──────── Texto extraído

Ellas están magníficas. Pero me van a permitir una mención especial para ellos, Waltz y Reilly, actores por los que confieso una especial predilección que me encandilan con todos sus trabajos. Esa química de guiños, brindis y muecas perfectamente orquestadas no es nada fácil de conseguir con tanta naturalidad.

‘Un dios salvaje’, esa chispa que faltaba.

El Castor

El mayor error de su vida no le pillará por sorpresa. No le será ajeno. Lo más probable es que usted mismo, tiempo antes de meter la pata, regaló un consejo a un amigo o a un familiar que, de haberse aplicado el cuento, le habría ahorrado la pena. Así somos: incongruentes, incomprensibles e infelices por vocación. Imaginen ahora que en el peor momento de su historia, hundido tras una racha humillante de daños autoinflingidos, algo en usted despierta. Una parte que siempre estuvo ahí -la que daba los consejos- pero que nunca estuvo dispuesto a escuchar; una parte que se impone y le ordena cómo reordenar su vida. ‘Otro yo’ que le empuja a cambiar.

‘El Castor’ es el retrato de Walter Black (Mel Gibson), un fracasado afincado a los libros de autoayuda y divanes psicológicos que no consigue salir de un constante estado de apatía. Al menos hasta que ‘otro yo’, una marioneta con forma de castor, se apodera de su mano izquierda y, de paso, de su voz y su cerebro. Lo que para muchos será, sin duda, locura, para él será el camino en busca de la felicidad. De la realización.

────────────────
──────── Datos disponibles

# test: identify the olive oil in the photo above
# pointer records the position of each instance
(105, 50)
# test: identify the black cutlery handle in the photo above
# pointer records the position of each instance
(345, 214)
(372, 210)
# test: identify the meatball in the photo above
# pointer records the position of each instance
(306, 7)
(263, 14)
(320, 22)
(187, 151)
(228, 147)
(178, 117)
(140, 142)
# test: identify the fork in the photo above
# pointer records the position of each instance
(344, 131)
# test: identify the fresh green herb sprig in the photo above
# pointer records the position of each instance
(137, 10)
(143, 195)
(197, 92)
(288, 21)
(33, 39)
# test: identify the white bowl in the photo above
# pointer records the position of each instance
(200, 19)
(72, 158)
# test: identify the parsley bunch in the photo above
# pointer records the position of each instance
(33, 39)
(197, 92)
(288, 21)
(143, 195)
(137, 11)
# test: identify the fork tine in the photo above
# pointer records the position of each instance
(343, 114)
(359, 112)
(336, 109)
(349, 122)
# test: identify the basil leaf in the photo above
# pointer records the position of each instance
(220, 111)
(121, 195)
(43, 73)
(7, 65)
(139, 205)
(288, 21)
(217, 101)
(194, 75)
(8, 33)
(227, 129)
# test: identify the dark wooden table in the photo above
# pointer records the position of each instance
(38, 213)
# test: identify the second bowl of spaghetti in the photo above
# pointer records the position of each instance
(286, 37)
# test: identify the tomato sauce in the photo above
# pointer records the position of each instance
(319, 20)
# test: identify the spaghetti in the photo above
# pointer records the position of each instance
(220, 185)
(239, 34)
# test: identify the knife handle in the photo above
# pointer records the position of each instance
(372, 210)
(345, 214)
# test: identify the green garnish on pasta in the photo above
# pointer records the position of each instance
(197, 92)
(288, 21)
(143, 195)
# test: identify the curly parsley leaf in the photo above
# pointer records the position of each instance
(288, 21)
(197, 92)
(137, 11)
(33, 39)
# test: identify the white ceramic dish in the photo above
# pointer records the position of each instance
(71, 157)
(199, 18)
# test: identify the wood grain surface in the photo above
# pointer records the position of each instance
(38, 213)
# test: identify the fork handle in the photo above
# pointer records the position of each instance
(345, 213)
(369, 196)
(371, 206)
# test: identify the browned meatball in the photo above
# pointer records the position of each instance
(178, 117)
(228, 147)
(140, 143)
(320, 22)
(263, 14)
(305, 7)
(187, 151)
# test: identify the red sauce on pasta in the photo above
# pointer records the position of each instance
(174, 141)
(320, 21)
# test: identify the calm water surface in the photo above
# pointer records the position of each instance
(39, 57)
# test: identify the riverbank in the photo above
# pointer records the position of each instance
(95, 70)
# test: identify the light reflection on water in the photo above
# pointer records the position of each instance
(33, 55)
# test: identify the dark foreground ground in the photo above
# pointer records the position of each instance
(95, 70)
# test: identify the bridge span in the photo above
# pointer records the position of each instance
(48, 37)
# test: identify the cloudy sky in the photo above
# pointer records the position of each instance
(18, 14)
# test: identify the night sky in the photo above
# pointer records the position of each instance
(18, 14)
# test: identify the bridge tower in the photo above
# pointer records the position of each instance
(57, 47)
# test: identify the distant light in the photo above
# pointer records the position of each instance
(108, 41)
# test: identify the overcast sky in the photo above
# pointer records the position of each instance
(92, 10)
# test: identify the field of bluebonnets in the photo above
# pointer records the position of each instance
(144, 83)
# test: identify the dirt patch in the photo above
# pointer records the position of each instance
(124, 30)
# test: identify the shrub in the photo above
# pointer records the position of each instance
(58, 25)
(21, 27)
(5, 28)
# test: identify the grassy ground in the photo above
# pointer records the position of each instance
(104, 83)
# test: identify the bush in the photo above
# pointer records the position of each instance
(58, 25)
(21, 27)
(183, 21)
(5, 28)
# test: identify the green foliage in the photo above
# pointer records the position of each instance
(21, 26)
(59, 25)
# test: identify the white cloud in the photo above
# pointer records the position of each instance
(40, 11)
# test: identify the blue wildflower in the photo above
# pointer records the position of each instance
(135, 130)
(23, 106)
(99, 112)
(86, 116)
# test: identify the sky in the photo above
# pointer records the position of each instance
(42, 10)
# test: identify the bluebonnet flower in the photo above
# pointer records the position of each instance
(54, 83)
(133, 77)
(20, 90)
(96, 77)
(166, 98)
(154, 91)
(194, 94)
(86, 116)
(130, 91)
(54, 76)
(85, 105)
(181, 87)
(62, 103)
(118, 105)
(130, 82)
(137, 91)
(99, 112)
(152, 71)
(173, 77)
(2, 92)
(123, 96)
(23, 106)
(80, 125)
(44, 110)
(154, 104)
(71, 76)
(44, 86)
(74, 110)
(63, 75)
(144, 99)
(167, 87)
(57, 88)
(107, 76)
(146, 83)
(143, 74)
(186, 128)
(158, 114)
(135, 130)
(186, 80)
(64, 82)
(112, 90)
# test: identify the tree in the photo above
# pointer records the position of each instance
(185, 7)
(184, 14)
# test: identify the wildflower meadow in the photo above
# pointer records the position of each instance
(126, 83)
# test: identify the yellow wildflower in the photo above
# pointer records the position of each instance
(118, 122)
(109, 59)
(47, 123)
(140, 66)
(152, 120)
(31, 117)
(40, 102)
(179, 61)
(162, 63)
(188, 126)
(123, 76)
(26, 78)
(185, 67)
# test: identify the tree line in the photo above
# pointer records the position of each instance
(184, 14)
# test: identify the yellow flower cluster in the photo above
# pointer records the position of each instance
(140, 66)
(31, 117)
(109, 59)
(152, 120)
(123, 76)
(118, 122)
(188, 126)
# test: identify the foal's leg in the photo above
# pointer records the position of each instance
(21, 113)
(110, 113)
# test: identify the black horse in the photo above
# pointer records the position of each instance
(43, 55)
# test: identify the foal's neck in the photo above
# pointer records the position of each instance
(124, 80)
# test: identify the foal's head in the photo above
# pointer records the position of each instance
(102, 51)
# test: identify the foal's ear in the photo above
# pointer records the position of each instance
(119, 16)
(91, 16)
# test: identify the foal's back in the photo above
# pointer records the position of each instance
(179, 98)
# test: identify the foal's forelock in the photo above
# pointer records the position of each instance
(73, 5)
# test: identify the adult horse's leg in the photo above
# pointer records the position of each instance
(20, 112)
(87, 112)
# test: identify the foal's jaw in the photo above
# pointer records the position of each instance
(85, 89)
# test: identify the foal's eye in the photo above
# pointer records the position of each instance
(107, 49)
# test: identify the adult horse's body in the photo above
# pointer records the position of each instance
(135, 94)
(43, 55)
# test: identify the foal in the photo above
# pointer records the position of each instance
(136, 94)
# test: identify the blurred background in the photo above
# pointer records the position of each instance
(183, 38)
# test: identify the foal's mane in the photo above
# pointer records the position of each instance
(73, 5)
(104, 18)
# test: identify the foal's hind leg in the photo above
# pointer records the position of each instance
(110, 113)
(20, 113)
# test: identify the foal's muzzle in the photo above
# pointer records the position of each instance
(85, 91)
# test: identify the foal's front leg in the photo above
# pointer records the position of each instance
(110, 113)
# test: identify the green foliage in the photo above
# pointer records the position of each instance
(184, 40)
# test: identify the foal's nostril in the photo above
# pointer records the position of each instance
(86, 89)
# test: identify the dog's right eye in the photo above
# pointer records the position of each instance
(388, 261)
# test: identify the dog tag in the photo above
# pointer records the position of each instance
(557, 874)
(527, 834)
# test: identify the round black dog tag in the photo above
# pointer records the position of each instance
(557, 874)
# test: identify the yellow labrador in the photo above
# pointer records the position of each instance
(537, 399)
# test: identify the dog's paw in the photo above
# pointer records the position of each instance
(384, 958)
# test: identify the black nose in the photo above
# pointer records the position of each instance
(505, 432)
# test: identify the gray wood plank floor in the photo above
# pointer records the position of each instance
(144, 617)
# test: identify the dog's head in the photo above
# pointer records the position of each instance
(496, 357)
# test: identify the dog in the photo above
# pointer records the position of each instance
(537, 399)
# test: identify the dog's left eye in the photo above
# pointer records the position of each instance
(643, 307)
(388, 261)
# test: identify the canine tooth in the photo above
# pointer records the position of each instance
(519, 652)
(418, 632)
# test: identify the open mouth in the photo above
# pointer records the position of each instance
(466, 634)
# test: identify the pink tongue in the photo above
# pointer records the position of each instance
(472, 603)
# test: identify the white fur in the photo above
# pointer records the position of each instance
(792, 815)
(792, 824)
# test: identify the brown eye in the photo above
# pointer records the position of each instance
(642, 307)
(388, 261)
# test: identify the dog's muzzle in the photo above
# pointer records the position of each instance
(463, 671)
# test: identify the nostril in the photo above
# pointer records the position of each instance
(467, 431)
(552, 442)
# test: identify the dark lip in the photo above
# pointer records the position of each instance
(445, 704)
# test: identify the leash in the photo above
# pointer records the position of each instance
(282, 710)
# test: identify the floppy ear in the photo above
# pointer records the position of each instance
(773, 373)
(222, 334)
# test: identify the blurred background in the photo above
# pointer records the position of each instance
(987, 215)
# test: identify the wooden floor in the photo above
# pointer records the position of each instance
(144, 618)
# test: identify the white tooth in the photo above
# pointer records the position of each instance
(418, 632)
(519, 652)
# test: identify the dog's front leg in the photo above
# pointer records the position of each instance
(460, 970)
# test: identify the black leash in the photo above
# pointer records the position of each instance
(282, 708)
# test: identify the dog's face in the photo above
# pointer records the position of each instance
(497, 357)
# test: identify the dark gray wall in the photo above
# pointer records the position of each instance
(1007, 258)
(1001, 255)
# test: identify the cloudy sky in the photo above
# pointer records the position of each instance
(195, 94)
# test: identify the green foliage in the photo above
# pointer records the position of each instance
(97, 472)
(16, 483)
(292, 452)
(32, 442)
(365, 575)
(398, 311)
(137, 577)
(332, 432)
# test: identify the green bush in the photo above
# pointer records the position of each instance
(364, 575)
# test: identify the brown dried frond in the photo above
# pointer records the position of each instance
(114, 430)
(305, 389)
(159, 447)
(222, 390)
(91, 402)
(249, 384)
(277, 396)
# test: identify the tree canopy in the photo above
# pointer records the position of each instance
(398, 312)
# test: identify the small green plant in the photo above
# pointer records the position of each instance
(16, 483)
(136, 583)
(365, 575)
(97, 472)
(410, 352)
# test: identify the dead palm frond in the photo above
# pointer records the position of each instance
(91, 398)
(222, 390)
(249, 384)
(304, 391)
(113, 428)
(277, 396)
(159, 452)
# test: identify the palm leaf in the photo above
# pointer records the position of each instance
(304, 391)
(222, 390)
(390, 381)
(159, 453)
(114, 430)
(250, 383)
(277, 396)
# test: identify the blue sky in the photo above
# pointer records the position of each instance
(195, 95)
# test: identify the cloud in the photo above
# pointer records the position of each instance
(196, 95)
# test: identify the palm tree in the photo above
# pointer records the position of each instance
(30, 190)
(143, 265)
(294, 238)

────────────────

§ **Consigna 1**: Indique si cada afirmación coincide con el texto extraído y responda sí o no, citando literalmente las palabras que lo deciden: (a) Mel Gibson interpreta a Walter Black. (b) La marioneta con forma de castor se apodera de la mano derecha de Walter. (c) Según el autor, la química entre Waltz y Reilly es fácil de lograr.
§ **Consigna 2**: Reproduzca sin cambios el tramo del texto extraído que va desde "El mayor error" hasta "empuja a cambiar.".
§ **Consigna 3**: Según el texto extraído, ¿por qué el autor dedica una mención especial a Waltz y Reilly? Responda en una a tres oraciones.

§ **Respuesta esperada 1**:
(a) Sí: "‘El Castor’ es el retrato de Walter Black (Mel Gibson)".
(b) No: "se apodera de su mano izquierda".
(c) No: "no es nada fácil de conseguir con tanta naturalidad".

§ **Respuesta esperada 2**:
El mayor error de su vida no le pillará por sorpresa. No le será ajeno. Lo más probable es que usted mismo, tiempo antes de meter la pata, regaló un consejo a un amigo o a un familiar que, de haberse aplicado el cuento, le habría ahorrado la pena. Así somos: incongruentes, incomprensibles e infelices por vocación. Imaginen ahora que en el peor momento de su historia, hundido tras una racha humillante de daños autoinflingidos, algo en usted despierta. Una parte que siempre estuvo ahí -la que daba los consejos- pero que nunca estuvo dispuesto a escuchar; una parte que se impone y le ordena cómo reordenar su vida. ‘Otro yo’ que le empuja a cambiar.

§ **Respuesta esperada 3**: El autor les dedica una mención especial porque siente por ellos, como actores, una especial predilección. Además, lo encandilan con todos sus trabajos.